▸ **BRIEF**:
Reproduce the entries shown below only from the line with "Point to the woman in white" down to the line with "Point to the gold", keeping both end lines and copying each one exactly.

_ _ _

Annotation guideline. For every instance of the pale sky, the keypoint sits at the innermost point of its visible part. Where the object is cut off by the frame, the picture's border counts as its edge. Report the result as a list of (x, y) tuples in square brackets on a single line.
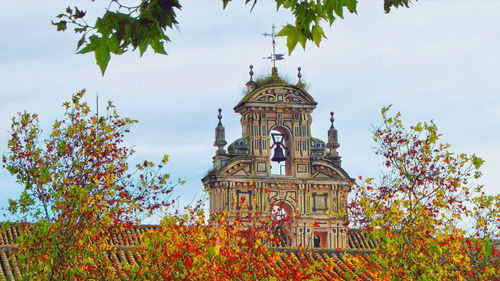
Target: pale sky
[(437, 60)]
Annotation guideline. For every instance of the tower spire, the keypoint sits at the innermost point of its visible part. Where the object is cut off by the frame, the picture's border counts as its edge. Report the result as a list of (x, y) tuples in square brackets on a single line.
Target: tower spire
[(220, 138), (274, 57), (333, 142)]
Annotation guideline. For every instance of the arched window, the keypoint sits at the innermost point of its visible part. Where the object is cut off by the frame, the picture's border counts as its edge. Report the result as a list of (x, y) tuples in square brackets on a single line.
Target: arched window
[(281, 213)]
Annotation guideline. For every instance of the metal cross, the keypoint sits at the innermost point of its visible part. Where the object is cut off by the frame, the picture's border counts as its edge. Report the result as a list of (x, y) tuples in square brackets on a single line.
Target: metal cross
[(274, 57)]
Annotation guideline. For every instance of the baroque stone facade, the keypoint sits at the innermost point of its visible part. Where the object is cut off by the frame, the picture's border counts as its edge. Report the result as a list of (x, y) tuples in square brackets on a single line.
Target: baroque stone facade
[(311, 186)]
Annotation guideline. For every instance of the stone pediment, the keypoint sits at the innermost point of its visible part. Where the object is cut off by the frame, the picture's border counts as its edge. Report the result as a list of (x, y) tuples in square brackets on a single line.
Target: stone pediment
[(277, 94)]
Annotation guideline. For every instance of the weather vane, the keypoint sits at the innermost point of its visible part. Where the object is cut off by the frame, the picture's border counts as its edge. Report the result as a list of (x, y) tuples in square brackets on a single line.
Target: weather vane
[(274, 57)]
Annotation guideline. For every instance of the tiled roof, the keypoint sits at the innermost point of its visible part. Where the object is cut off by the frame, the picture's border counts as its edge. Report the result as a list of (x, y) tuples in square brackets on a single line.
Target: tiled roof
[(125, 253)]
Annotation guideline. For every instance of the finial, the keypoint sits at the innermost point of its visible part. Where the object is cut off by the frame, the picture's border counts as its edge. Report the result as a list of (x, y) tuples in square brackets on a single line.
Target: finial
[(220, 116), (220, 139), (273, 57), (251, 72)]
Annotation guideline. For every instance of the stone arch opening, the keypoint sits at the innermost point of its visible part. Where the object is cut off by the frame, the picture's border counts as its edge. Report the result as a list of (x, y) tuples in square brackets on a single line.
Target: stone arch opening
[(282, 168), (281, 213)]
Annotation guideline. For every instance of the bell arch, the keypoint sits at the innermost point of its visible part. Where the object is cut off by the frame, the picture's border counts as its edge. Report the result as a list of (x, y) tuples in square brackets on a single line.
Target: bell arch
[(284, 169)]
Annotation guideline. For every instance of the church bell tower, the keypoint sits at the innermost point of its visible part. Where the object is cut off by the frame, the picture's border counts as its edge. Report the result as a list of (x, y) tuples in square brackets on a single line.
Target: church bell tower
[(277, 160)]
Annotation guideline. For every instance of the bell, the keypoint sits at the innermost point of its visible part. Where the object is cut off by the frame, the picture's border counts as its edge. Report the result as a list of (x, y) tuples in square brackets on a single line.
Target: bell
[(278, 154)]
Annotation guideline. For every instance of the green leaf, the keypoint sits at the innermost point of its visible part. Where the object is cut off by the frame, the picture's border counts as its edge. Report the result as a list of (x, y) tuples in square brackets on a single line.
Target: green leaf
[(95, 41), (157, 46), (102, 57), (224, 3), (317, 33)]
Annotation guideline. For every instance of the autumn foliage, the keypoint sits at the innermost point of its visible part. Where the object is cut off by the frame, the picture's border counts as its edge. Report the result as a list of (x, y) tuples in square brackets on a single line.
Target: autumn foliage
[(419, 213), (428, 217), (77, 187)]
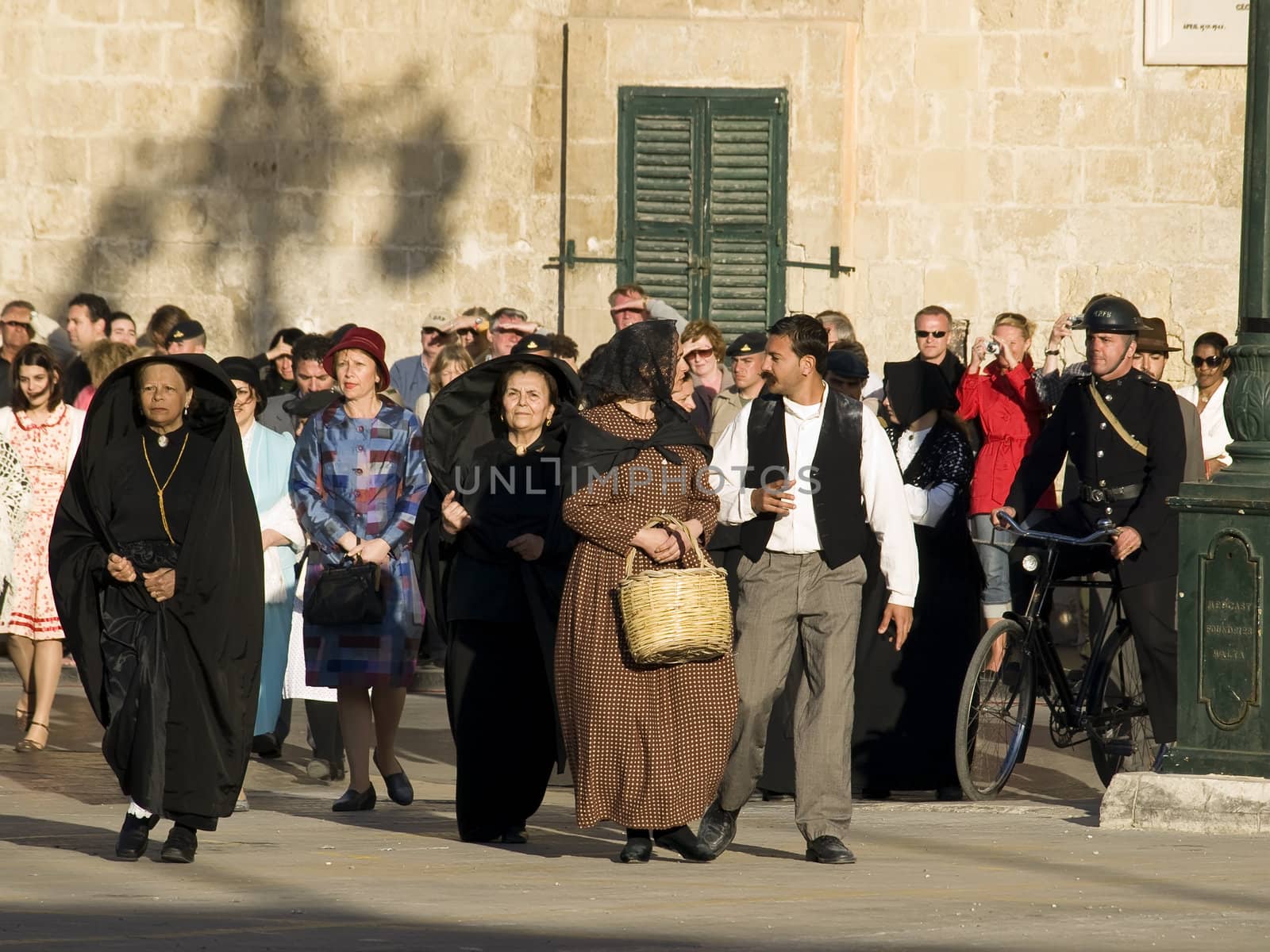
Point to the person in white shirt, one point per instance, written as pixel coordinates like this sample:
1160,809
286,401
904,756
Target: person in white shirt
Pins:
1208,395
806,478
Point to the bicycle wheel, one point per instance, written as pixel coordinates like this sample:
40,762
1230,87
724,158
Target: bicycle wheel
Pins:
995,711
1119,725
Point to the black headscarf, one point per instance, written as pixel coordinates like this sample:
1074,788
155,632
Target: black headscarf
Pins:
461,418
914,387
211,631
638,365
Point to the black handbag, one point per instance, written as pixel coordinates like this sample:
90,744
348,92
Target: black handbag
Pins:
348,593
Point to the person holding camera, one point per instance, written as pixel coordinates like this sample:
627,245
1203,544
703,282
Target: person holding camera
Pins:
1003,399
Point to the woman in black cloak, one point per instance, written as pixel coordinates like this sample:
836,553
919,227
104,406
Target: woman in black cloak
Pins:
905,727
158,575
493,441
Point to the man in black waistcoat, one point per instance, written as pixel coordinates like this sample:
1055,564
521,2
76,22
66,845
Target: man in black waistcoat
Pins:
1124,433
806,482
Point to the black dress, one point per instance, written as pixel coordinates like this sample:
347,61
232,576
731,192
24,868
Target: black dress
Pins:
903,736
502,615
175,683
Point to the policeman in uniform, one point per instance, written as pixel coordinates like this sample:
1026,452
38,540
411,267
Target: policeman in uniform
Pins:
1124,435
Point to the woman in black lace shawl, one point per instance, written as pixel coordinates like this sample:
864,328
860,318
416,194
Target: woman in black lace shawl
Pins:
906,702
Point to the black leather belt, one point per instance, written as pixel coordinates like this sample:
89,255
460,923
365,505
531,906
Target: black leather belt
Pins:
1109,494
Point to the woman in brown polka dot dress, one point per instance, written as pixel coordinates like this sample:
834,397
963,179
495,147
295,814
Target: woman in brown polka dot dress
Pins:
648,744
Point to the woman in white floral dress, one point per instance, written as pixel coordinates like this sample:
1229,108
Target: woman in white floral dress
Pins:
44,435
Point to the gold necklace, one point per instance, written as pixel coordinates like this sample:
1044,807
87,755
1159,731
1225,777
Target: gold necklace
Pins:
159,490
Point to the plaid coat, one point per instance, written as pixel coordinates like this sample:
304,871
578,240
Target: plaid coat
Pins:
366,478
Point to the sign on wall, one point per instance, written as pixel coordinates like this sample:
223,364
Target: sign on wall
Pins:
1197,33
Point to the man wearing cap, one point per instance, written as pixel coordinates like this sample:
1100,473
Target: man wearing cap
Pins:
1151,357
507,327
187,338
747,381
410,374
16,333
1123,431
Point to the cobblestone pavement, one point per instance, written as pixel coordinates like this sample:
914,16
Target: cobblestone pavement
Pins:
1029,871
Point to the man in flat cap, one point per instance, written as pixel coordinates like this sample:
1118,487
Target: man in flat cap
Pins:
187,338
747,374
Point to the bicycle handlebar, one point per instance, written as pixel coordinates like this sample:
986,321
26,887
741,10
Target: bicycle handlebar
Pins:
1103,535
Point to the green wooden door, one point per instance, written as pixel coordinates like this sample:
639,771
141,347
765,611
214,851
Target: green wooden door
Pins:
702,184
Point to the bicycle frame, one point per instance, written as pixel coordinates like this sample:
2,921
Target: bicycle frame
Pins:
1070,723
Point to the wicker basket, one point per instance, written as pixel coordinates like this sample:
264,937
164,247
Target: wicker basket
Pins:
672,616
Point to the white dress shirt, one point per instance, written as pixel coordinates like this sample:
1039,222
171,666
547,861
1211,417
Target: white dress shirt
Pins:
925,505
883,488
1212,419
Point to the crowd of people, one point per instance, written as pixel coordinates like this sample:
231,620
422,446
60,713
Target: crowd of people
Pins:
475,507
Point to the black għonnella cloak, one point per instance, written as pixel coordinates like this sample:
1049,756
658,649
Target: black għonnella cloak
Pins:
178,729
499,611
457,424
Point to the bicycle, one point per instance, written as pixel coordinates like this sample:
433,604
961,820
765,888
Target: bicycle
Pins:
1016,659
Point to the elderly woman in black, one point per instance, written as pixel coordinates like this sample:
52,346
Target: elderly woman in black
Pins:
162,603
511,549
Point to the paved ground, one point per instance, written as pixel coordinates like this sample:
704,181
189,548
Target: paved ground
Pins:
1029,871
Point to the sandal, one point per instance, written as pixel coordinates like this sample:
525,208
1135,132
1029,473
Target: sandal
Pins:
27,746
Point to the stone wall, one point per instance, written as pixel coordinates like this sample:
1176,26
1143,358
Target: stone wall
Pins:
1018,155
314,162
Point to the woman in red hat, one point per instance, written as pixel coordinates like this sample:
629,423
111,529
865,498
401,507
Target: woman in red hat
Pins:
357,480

_ _ _

▸ **EXERCISE RESULT**:
Point to the woman in white floral dress, one point per instance, written as pixel coordinates like this sample:
1229,108
Target: woman in white floral dress
Pins:
44,435
Point to the gold necklace, one point per instance, written as pixel coordinates like this sample:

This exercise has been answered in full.